- _What the task asks_: Put every line of the records below into a numbered list, omitting any blank lines. Leave the pictures out of the list.

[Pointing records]
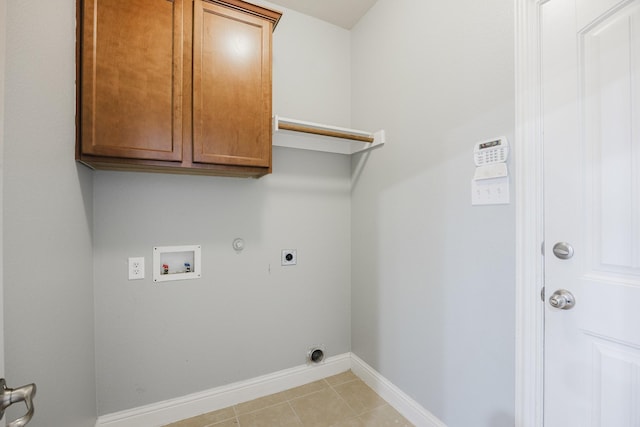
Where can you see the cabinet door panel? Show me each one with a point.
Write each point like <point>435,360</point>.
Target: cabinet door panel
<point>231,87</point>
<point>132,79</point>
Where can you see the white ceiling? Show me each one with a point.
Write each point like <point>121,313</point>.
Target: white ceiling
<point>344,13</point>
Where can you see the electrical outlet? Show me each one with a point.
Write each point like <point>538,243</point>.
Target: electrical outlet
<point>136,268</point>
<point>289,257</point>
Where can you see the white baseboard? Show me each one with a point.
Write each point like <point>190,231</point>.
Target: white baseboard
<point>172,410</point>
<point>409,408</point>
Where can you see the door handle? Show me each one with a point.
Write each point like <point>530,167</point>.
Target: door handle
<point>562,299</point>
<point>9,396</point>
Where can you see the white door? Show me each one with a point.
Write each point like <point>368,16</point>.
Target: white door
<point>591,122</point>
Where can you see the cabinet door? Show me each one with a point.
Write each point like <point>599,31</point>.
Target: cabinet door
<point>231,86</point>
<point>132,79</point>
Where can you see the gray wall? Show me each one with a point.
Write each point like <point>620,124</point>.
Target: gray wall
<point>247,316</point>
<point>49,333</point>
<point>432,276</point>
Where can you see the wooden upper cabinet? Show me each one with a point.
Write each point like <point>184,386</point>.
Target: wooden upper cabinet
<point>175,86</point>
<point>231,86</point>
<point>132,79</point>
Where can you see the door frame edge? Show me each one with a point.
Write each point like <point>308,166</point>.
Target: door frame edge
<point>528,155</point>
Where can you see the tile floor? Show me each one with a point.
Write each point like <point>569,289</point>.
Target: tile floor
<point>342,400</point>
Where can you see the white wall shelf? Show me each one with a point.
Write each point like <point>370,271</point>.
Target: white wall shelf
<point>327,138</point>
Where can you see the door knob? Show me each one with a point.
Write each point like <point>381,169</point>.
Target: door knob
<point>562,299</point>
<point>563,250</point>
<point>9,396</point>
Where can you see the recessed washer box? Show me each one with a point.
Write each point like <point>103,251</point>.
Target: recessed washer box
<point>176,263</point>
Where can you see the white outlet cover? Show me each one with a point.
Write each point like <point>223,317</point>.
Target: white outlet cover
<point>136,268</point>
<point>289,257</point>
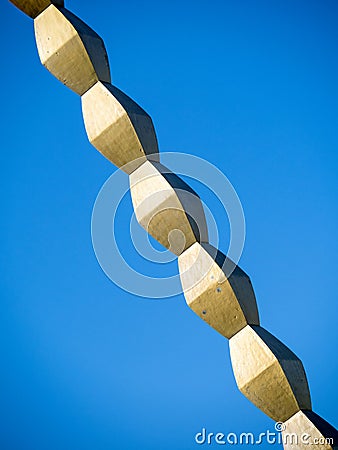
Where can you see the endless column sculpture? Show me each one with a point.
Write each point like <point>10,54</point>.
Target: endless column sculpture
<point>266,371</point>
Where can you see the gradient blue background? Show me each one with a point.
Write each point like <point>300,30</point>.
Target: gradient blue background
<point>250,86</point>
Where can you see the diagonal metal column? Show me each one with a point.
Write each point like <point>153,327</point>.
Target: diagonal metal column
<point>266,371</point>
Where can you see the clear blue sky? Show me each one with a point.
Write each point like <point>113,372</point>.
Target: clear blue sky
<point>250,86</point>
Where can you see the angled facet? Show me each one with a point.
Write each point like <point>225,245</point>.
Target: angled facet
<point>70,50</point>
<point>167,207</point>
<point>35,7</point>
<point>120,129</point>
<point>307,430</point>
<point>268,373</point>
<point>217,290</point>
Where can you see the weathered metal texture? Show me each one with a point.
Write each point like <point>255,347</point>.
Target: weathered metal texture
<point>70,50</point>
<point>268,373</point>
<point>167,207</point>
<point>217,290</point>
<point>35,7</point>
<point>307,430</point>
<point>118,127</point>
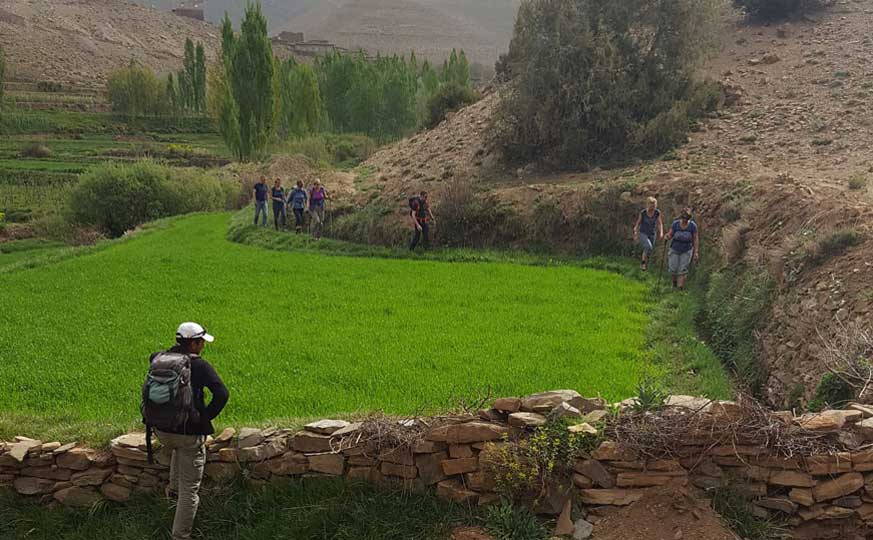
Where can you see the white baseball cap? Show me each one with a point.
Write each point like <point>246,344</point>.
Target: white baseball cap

- _Answer to the exercise_:
1. Where can you see the cabinet door panel? Show me each one with a point.
2. Write each point like <point>435,360</point>.
3. Target: cabinet door panel
4. <point>231,87</point>
5. <point>132,79</point>
6. Where can you see the white ceiling? Show me each one with a point.
7. Write each point like <point>121,313</point>.
8. Target: white ceiling
9. <point>344,13</point>
10. Where can you see the electrical outlet? Show me each one with a point.
11. Write each point like <point>538,243</point>.
12. Target: electrical outlet
13. <point>136,268</point>
14. <point>289,257</point>
15. Where can you see the white baseboard? Show me each one with a point.
16. Write each point like <point>190,231</point>.
17. Target: white baseboard
18. <point>172,410</point>
19. <point>409,408</point>
20. Where can you see the door handle? Show me each one with a point.
21. Write each point like <point>530,167</point>.
22. Target: door handle
23. <point>562,299</point>
24. <point>9,396</point>
25. Where can you see the white door? Show me each one with a point.
26. Write each point like <point>368,16</point>.
27. Target: white door
28. <point>591,122</point>
29. Where can you see the cabinet door? Show me each one with a point.
30. Write each point like <point>599,31</point>.
31. Target: cabinet door
32. <point>231,86</point>
33. <point>132,79</point>
34. Where can you see the gray wall? Show me each one with a point.
35. Write each point like <point>620,124</point>.
36. Target: gray wall
37. <point>247,316</point>
38. <point>49,333</point>
39. <point>432,276</point>
40. Where can you see the wooden upper cabinet? Show me each one with a point.
41. Write each point like <point>184,386</point>.
42. Target: wooden upper cabinet
43. <point>175,86</point>
44. <point>231,86</point>
45. <point>132,79</point>
46. Where can you see the door frame edge? Show me each one with a point.
47. Write each point like <point>308,166</point>.
48. Target: door frame edge
49. <point>528,155</point>
50. Where can you see the tile floor? Show me each one with a point.
51. Write each point like <point>569,289</point>.
52. Target: tile floor
53. <point>342,400</point>
54. Where can you see the white wall shelf? Show me each one with a point.
55. Write each point like <point>370,271</point>.
56. Target: white wall shelf
57. <point>327,138</point>
58. Where can you see the door knob? Show me each one with a point.
59. Write each point like <point>381,169</point>.
60. Target: door knob
61. <point>562,299</point>
62. <point>563,250</point>
63. <point>9,396</point>
64. Where can you see the recessed washer box? Show me each one with a point.
65. Write each point like <point>103,251</point>.
66. Target: recessed washer box
67. <point>176,263</point>
68. Where can you see the white outlet cover? Show me each one with a point.
69. Write each point like <point>223,317</point>.
70. Target: white outlet cover
71. <point>136,268</point>
72. <point>289,257</point>
73. Where can you see the endless column sculpture? Show me each one with a point.
74. Write each point like <point>10,54</point>.
75. Target: endless column sculpture
76. <point>266,371</point>
77. Where can you see the gradient blue background? Show me each one with a point.
78. Write each point like <point>300,30</point>.
79. Target: gradient blue background
80. <point>250,86</point>
81. Where can you see the diagonal metal column? Show me each one with a point.
82. Write each point like <point>153,327</point>.
83. Target: diagonal metal column
84. <point>266,371</point>
85. Where can you see the clear blue sky? Show me each one with a point.
86. Write each point like <point>113,372</point>.
87. Target: clear blue sky
88. <point>250,86</point>
89. Where can you see the angled facet? Show me each one with a point.
90. Write each point like <point>225,245</point>.
91. Target: angled facet
92. <point>70,50</point>
93. <point>167,207</point>
94. <point>35,7</point>
95. <point>120,129</point>
96. <point>307,430</point>
97. <point>268,373</point>
98. <point>217,290</point>
99. Where can you see the weathered metal texture? Show me each one with a point.
100. Write each point like <point>255,347</point>.
101. Target: weathered metal texture
102. <point>70,50</point>
103. <point>268,373</point>
104. <point>167,207</point>
105. <point>217,290</point>
106. <point>35,7</point>
107. <point>307,430</point>
108. <point>118,127</point>
109. Where can you see the white baseball cap? Show me each one with a point.
110. Write each point like <point>246,344</point>.
111. Target: white baseball cap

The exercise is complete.